[start]

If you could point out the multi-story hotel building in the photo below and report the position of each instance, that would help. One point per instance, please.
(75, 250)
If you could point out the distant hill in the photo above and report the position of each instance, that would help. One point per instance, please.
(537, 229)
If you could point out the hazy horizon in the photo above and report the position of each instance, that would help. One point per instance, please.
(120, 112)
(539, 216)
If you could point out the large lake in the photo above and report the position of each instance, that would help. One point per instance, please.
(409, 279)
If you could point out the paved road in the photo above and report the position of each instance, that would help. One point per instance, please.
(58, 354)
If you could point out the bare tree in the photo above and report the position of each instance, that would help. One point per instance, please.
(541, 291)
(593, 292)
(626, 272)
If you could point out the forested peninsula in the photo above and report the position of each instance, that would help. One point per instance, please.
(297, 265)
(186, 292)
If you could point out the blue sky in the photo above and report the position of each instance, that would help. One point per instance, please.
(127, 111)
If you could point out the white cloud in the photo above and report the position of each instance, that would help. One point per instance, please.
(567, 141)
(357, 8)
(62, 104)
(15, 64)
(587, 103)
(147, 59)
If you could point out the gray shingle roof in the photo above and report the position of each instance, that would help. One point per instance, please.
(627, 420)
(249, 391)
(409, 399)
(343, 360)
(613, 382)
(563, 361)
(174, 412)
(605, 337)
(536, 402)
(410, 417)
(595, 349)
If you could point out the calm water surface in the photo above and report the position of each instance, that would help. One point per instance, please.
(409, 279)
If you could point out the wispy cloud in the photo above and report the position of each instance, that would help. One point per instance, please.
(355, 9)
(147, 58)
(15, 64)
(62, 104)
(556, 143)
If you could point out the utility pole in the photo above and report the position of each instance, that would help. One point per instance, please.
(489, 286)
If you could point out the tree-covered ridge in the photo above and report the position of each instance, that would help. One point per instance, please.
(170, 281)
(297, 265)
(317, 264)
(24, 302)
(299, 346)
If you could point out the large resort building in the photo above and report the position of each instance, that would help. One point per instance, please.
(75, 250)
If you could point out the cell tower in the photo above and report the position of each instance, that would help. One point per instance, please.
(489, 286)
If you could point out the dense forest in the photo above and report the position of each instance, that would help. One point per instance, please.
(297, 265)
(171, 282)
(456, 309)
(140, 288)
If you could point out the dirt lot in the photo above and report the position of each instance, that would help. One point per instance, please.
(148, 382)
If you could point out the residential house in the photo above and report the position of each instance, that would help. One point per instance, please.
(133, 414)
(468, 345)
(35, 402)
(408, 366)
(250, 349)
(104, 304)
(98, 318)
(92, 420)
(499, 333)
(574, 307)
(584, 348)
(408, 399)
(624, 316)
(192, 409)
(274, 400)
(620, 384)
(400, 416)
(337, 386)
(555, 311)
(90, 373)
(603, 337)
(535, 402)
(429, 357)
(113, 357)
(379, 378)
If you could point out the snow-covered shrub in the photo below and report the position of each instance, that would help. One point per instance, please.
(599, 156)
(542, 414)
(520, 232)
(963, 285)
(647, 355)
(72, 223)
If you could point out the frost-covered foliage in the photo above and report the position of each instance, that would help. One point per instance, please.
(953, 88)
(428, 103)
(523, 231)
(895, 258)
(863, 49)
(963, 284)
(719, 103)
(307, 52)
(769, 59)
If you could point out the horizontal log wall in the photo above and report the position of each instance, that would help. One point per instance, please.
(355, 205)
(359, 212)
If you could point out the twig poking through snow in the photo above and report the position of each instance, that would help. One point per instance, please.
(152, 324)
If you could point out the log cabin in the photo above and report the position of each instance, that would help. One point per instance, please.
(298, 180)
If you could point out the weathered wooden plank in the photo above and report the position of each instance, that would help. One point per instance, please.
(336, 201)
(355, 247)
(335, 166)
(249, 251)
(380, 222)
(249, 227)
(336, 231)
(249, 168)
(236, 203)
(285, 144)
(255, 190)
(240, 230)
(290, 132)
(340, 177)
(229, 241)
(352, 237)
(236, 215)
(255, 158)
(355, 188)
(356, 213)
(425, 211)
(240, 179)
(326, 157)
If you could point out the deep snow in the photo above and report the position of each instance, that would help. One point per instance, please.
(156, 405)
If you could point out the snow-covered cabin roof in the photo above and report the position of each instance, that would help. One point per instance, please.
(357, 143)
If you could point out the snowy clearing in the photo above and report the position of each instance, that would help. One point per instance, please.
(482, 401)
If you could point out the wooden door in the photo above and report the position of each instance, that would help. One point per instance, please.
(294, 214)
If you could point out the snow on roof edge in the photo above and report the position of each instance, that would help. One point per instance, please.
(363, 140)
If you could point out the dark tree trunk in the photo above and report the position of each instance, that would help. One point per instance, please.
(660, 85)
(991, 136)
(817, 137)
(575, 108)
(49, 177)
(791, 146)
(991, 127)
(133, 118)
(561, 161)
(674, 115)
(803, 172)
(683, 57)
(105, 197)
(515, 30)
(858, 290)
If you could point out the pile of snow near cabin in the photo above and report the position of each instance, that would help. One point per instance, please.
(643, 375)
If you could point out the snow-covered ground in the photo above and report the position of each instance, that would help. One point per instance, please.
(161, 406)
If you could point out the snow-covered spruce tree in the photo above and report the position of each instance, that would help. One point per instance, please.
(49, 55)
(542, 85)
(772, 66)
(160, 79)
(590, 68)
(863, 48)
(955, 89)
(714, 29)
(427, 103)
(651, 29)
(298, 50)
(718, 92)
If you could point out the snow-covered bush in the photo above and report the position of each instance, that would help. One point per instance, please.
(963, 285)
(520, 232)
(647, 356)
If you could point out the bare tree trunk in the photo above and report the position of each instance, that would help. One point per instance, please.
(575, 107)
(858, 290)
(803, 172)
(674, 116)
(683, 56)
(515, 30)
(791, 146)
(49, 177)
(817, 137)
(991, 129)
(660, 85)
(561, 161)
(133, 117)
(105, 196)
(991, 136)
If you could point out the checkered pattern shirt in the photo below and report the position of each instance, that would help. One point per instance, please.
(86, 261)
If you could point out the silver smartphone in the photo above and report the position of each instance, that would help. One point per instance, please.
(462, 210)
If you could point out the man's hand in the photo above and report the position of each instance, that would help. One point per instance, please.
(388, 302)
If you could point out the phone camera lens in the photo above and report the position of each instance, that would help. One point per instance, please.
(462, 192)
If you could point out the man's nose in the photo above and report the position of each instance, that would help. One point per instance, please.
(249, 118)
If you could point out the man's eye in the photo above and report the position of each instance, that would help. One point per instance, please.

[end]

# GIVEN INSTRUCTION
Repeat the material above exactly.

# EXERCISE OUTPUT
If you could point out the multi-story hotel building in the photo below and report the position of each instance, that would help. One point per instance, please.
(75, 250)
If you could point out the distant hill in the photo above and report the position of each instance, that would help. One point per instance, please.
(537, 229)
If you could point out the hazy horizon in the photo above and report the position of each instance, that would help. One point per instance, please.
(120, 112)
(539, 216)
If you could point out the large lake in the photo above and report the position of each instance, that would help. One point per instance, please.
(409, 279)
If you could point out the paved road in the photo above and report the position of each instance, that would help. One point per instance, please.
(58, 354)
If you could point out the bare tree in the photo above and report the position of each instance, that would help. One point per instance, please.
(541, 291)
(593, 292)
(626, 272)
If you could point out the forested peninsula in the photo above and report the position of each instance, that would help. One point per instance, please.
(297, 265)
(186, 292)
If you could point out the blue sky in the photo above and report the position of each instance, that would help. One point per instance, please.
(127, 111)
If you could point out the white cloud in the photo above and report the position of each instance, that would help. One point per instance, please.
(567, 141)
(357, 8)
(62, 104)
(15, 64)
(587, 103)
(147, 59)
If you could point out the gray shingle roof in the photo above and report the position of each instance, that would help. One point per instance, please.
(627, 420)
(249, 391)
(409, 399)
(343, 360)
(613, 382)
(563, 361)
(174, 412)
(605, 337)
(536, 402)
(410, 417)
(595, 349)
If you could point out the calm water surface in the photo above and report the position of each instance, that would help. One point per instance, please.
(409, 279)
If you could point out the wispy cloud in the photo above and report the position of each instance, that would help. One point per instance, please.
(355, 9)
(147, 58)
(15, 64)
(62, 104)
(556, 143)
If you could point out the utility pole in the photo above and report the position of each instance, that would help. One point per instance, please.
(489, 286)
If you could point out the tree-covered ridge in the photo above and report the position of each instance, that would help. One point per instance, please.
(170, 281)
(297, 265)
(317, 264)
(24, 302)
(299, 346)
If you could point out the large resort building in the photo above and report the position of each instance, that would help. One point per instance, please.
(75, 250)
If you could point out the cell tower in the photo above and report the position of each instance, that would help. One point per instance, please.
(489, 286)
If you could point out the dense forest in the photo above and report the position of each instance, that would help. One point per instance, please.
(297, 265)
(171, 282)
(456, 309)
(140, 288)
If you could point out the dirt lot in the photo above and report the position of each instance, that would help. One point per instance, please.
(148, 382)
If you could point out the residential house in the photo above and report the position of each instance, that would help. One point per instance, please.
(133, 414)
(468, 345)
(35, 402)
(408, 366)
(250, 349)
(104, 304)
(98, 318)
(92, 420)
(499, 333)
(574, 307)
(584, 348)
(408, 399)
(624, 316)
(192, 409)
(274, 400)
(620, 384)
(400, 416)
(337, 386)
(555, 311)
(90, 373)
(603, 337)
(535, 402)
(429, 357)
(113, 357)
(379, 378)
If you could point out the snow-covered shrub in the photo below and report the position of each instance, that would help. One point per instance, please.
(599, 156)
(542, 414)
(520, 232)
(963, 285)
(647, 355)
(72, 223)
If you could point out the frost-covered foliage in the photo above and report the position of each instance, that would help. One point per instance, please.
(953, 88)
(428, 103)
(523, 231)
(895, 258)
(863, 49)
(963, 284)
(719, 103)
(307, 52)
(769, 59)
If you could point out the horizontal log wall in the photo above and report the position of each instance, that would help. One point per instance, please.
(355, 205)
(359, 212)
If you could point out the twig poking through snow in the photo above and report the position of each instance, that would help. One point per instance, please.
(152, 324)
If you could point out the log cabin in the photo above and report the position of each instance, that would help. One point per instance, please.
(298, 180)
If you could point out the weathered wooden plank in the photo above and report the position of each instance, that would help. One point per instance, please.
(336, 201)
(355, 247)
(335, 166)
(249, 251)
(380, 222)
(249, 227)
(336, 231)
(249, 168)
(236, 203)
(285, 144)
(255, 190)
(240, 230)
(290, 132)
(340, 177)
(229, 241)
(352, 237)
(236, 215)
(255, 158)
(355, 188)
(356, 213)
(425, 211)
(240, 179)
(326, 157)
If you could point out the deep snow in the photo above and report the position of each instance, that would help. One point per instance, please.
(156, 405)
If you could point out the snow-covered cabin roof in the photo above and report the position of each instance, that would help. One point per instance, please.
(357, 143)
If you could point out the snowy clearing in the photo above and report the position of each instance, that would help. One point per instance, please.
(482, 401)
If you could point out the wooden door in the photo above and report the position of each instance, that would help. One point per instance, please.
(294, 214)
If you could point out the snow on roof edge in the photo above and report the position of each instance, that would help. One point per instance, please.
(363, 140)
If you could point out the dark tree trunk in the photo above and report the position of each instance, that would help. One point per instance, please.
(660, 85)
(991, 136)
(817, 137)
(575, 108)
(49, 177)
(791, 146)
(991, 127)
(133, 118)
(561, 161)
(674, 115)
(803, 172)
(683, 57)
(105, 197)
(515, 30)
(858, 290)
If you could point out the pile of snow near cabin in the photo above and report the position of each instance, that would help. One point per instance, please.
(643, 375)
If you could point out the snow-covered ground in the photo above and report the position of each instance, that would help. One point per instance, please.
(161, 406)
If you could point out the snow-covered spruce tree in the photo above and report the position of each instance, that would help. One point per instance, please.
(49, 55)
(542, 85)
(772, 66)
(160, 79)
(590, 68)
(863, 48)
(955, 89)
(714, 29)
(427, 103)
(651, 29)
(298, 50)
(718, 92)
If you could point out the snow-covered bush in the photo above and report the position of each instance, that would help. One point per instance, please.
(963, 285)
(520, 232)
(647, 356)
If you could point out the bare tree trunk in the photo above and report the position of each instance, that would help. One point per instance, please.
(575, 107)
(858, 290)
(803, 172)
(674, 116)
(683, 56)
(515, 30)
(791, 146)
(49, 177)
(817, 137)
(991, 129)
(660, 85)
(561, 161)
(133, 117)
(105, 196)
(991, 136)
If you could point out the checkered pattern shirt in the photo below and report the position of each instance, that would help. One point per instance, please.
(86, 261)
If you could point out the silver smartphone in the photo above and report the position of each instance, that would help. One point per instance, please.
(462, 210)
If you could point out the man's hand in the photo above and report the position of each instance, that would help. One point per instance, please.
(388, 302)
If you could point out the phone camera lens in the photo above and report the position of each instance, that would help. One point per instance, please.
(462, 192)
If you could point out the man's nose in the photo above and report the position of each instance, that would help. One point per instance, please.
(249, 118)
If you could point out the man's eye in the photo above and report the position of each instance, that would help. One point per instance, please.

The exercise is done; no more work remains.